PROVIDED PASSAGE:
===============

Fix deadlocks in chan_sip in REFER and BYE handling
authorKinsey Moore <kmoore@digium.com>
Thu, 15 Aug 2013 12:12:26 +0000 (12:12 +0000)
committerKinsey Moore <kmoore@digium.com>
Thu, 15 Aug 2013 12:12:26 +0000 (12:12 +0000)
This resolves several deadlocks in chan_sip relating to usage of
ast_channel_bridge_peer and improves accessibility of lock debugging
function calls.

Review: https://reviewboard.asterisk.org/r/2756/
(closes issue ASTERISK-22215)

git-svn-id: https://origsvn.digium.com/svn/asterisk/trunk@396723 65c4cc65-6c06-0410-ace0-fbb531ad65f3

channels/chan_sip.c
include/asterisk/lock.h
main/utils.c

index 3fa04b0..fc3fb4c 100644 (file)
@@ -18008,23 +18008,30 @@ static int get_refer_info(struct sip_pvt *transferer, struct sip_request *outgoi
 
        /* Give useful transfer information to the dialplan */
        if (transferer->owner) {
-               RAII_VAR(struct ast_channel *, peer, ast_channel_bridge_peer(transferer->owner), ast_channel_cleanup);
+               RAII_VAR(struct ast_channel *, peer, NULL, ast_channel_cleanup);
+               RAII_VAR(struct ast_channel *, owner_relock, NULL, ast_channel_cleanup);
+               RAII_VAR(struct ast_channel *, owner_ref, NULL, ast_channel_cleanup);
 
-               /*! pbx_builtin_setvar_helper will attempt to lock the channel. We need
-                * to be sure it's already locked here so we don't deadlock.

===============

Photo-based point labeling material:

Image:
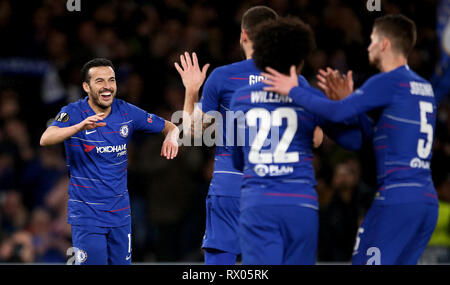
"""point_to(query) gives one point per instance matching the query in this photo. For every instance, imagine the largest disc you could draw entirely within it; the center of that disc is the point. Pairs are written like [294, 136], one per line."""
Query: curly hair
[282, 43]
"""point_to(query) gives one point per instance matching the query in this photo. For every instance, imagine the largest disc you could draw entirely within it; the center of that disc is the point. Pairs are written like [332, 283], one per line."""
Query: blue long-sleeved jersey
[405, 115]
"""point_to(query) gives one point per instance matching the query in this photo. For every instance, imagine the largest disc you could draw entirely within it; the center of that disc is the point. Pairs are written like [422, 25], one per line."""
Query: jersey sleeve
[65, 118]
[210, 99]
[146, 122]
[375, 93]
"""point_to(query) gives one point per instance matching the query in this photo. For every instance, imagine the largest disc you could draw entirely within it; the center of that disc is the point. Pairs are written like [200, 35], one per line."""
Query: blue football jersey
[97, 161]
[403, 109]
[216, 97]
[275, 142]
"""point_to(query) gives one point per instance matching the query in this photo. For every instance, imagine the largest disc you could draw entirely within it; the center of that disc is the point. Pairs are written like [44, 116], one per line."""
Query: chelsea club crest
[124, 131]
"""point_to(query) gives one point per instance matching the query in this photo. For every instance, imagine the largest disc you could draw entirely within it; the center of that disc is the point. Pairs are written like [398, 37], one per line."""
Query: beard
[96, 98]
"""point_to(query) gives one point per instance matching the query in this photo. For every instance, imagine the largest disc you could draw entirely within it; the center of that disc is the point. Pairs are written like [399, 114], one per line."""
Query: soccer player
[95, 131]
[403, 216]
[279, 205]
[220, 242]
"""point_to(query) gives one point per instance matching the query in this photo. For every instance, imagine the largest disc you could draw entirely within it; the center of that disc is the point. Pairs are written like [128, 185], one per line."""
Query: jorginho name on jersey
[97, 161]
[403, 108]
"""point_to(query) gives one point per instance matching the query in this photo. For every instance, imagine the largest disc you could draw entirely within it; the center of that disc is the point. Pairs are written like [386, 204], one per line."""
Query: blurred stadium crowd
[43, 48]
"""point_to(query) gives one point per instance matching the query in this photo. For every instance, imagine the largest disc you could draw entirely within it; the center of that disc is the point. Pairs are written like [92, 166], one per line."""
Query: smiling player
[96, 131]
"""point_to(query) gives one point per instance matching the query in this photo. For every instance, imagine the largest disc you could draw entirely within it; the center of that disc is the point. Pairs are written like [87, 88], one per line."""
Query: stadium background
[42, 49]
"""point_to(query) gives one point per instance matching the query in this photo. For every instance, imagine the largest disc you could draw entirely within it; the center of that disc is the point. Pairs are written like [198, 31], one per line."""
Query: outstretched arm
[54, 134]
[375, 93]
[169, 148]
[193, 78]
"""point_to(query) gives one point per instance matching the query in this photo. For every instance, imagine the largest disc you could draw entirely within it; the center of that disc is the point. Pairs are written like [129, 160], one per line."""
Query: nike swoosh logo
[90, 132]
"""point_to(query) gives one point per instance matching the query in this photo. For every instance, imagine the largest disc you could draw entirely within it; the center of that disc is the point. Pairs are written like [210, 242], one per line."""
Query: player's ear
[300, 66]
[385, 44]
[86, 87]
[244, 36]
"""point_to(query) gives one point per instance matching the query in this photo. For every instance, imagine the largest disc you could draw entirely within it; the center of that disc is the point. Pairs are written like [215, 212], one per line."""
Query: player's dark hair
[282, 43]
[96, 62]
[400, 30]
[255, 16]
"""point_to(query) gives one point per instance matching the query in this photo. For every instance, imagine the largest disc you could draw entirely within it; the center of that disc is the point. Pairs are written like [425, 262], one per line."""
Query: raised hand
[190, 72]
[278, 82]
[335, 85]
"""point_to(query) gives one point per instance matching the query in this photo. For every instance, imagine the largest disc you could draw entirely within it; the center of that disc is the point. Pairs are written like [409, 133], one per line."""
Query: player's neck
[392, 62]
[248, 51]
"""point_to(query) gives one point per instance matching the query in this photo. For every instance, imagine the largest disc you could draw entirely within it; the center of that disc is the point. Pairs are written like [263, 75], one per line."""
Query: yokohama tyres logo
[105, 149]
[88, 148]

===============

PROMPT:
Answer these questions from the commit page:
(a) Which issue does the change close?
(b) Usage of which function do the resolved deadlocks in chan_sip relate to?
(c) Which header file is among the changed files?
The material is not needed for what follows.

WRITTEN ANSWER:
(a) ASTERISK-22215
(b) ast_channel_bridge_peer
(c) include/asterisk/lock.h